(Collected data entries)
- - -
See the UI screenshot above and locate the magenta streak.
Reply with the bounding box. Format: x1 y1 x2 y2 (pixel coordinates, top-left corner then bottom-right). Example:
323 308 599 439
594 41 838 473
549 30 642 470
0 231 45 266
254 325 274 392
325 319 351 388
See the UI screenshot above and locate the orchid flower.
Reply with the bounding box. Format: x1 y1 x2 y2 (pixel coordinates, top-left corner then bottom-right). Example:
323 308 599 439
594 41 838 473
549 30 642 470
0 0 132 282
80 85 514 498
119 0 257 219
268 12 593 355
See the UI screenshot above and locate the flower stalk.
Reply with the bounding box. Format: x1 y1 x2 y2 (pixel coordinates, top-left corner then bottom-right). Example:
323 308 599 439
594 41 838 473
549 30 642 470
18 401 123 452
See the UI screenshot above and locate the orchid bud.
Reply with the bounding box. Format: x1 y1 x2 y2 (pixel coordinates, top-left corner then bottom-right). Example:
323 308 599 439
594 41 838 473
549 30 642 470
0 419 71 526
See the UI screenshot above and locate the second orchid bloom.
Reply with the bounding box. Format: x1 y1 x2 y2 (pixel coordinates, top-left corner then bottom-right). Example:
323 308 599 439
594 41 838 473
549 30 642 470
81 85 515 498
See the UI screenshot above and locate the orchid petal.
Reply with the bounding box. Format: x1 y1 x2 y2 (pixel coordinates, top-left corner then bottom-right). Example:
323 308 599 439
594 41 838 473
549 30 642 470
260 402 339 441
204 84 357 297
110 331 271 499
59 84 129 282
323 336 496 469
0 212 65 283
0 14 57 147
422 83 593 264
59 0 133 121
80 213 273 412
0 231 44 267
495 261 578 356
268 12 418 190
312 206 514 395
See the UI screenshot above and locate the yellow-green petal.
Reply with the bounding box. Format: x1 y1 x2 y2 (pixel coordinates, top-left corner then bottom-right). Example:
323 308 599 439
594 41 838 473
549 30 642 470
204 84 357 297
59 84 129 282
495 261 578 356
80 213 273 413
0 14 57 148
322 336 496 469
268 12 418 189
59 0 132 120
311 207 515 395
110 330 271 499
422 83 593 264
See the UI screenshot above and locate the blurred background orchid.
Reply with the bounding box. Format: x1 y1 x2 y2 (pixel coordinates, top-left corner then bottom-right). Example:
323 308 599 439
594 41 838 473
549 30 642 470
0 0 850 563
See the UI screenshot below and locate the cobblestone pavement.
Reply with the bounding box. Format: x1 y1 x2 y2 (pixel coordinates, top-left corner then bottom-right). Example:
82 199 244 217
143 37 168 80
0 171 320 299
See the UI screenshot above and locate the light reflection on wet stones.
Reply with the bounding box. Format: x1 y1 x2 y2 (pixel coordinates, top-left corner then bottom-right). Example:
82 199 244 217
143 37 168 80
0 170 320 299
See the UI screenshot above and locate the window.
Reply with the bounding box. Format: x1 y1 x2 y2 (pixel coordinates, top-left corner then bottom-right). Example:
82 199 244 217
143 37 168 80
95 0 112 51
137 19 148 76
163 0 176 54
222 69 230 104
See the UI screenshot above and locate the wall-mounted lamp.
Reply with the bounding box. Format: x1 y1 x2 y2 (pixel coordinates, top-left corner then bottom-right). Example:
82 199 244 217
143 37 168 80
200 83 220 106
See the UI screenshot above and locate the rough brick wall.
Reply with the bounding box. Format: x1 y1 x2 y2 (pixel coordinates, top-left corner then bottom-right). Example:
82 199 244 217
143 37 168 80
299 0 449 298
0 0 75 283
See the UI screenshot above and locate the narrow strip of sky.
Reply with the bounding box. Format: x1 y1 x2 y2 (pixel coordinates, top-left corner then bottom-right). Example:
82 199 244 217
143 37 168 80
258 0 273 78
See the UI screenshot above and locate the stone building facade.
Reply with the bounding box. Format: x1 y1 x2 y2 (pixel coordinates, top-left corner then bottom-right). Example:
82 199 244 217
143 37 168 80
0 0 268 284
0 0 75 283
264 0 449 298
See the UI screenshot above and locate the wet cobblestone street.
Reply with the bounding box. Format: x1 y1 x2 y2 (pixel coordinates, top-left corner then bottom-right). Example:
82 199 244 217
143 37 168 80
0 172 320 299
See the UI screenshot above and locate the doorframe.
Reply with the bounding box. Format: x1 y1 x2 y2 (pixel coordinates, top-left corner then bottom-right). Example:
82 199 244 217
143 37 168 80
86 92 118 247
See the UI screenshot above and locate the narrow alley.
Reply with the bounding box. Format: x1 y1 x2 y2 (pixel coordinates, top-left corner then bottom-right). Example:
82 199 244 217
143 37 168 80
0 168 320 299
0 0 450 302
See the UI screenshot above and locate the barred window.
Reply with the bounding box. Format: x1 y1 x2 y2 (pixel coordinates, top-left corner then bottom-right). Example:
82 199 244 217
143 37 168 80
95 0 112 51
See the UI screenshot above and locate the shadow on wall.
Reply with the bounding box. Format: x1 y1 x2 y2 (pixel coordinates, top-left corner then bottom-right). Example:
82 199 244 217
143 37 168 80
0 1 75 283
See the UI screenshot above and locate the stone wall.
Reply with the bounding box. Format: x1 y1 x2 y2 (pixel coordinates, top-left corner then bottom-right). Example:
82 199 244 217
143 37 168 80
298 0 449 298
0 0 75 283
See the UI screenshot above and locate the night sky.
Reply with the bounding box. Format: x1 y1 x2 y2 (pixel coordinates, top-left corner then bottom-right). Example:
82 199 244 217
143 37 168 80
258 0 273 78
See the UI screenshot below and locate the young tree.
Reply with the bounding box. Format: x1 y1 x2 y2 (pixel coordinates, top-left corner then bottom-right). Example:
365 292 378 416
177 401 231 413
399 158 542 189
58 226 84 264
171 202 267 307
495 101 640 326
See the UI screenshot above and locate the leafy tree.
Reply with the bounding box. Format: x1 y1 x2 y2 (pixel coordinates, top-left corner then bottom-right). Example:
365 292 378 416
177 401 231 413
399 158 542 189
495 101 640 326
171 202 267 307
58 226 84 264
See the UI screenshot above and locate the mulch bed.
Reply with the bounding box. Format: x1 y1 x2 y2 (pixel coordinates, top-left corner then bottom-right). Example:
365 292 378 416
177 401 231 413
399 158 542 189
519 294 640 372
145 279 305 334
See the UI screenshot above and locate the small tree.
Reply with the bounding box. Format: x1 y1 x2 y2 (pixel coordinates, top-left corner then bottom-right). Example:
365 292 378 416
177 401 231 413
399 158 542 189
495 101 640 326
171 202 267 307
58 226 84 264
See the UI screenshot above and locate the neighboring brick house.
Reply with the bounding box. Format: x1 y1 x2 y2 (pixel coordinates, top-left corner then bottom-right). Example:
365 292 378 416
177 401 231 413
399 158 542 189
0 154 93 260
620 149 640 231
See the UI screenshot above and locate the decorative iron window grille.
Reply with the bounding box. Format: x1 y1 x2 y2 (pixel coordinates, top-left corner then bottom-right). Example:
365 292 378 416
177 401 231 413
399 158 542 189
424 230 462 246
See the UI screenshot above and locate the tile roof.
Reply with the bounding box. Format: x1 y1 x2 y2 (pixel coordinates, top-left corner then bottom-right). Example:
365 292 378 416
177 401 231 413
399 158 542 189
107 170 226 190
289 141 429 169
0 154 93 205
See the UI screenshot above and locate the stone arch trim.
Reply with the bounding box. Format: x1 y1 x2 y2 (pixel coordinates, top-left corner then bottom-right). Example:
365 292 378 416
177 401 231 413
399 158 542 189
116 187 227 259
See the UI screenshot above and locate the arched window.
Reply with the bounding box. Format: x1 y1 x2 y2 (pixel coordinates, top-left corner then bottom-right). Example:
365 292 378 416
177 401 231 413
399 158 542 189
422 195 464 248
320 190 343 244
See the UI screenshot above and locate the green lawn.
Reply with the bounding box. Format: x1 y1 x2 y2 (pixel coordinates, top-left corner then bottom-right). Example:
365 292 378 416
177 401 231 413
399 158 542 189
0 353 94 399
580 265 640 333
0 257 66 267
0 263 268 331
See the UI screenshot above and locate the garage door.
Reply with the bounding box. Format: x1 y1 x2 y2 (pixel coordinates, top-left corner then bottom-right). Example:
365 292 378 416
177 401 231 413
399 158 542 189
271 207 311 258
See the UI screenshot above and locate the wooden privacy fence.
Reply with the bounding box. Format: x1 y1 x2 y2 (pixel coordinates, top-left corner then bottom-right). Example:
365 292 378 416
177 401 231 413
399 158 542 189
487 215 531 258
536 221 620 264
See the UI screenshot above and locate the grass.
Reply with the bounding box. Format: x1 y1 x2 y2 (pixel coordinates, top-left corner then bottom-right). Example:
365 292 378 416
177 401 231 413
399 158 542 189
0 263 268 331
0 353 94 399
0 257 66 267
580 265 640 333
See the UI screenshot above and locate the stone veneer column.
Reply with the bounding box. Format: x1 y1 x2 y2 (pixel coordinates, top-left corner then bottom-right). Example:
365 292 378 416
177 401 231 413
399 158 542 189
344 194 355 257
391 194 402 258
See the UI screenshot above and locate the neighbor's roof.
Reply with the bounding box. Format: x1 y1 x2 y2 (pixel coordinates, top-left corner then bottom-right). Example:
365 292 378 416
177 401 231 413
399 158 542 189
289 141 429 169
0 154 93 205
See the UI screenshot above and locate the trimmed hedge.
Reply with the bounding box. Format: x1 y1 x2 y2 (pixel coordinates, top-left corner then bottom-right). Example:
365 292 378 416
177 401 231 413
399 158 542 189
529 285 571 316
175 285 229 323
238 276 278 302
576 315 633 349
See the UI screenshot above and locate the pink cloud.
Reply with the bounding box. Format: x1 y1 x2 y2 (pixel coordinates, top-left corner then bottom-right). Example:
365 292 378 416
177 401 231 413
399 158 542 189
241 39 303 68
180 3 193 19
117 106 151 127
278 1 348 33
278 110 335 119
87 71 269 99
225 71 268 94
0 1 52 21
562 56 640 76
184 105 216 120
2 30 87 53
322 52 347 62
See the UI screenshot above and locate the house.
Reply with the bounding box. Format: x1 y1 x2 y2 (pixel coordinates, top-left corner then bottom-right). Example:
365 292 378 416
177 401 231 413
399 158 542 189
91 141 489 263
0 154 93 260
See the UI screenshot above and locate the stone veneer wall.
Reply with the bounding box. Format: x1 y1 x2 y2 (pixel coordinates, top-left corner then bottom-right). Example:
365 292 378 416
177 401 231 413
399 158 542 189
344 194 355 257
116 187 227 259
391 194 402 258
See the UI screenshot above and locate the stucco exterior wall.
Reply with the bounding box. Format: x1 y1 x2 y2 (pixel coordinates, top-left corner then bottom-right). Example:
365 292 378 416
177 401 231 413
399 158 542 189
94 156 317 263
- - -
DIRECTION: From the material, transcribe the lines verbatim, starting at the line that contains "See the UI screenshot above and locate the blurred" and ending at the line that contains "0 0 850 563", with both of those lines included.

SOLUTION TO THIS PROBLEM:
See the UI screenshot above and locate the blurred background orchid.
Reply with the bounding box. Format: x1 y1 x2 y2 (pixel coordinates, top-left corner then bottom-right). Example:
323 308 599 439
594 41 838 473
549 30 642 470
0 0 850 563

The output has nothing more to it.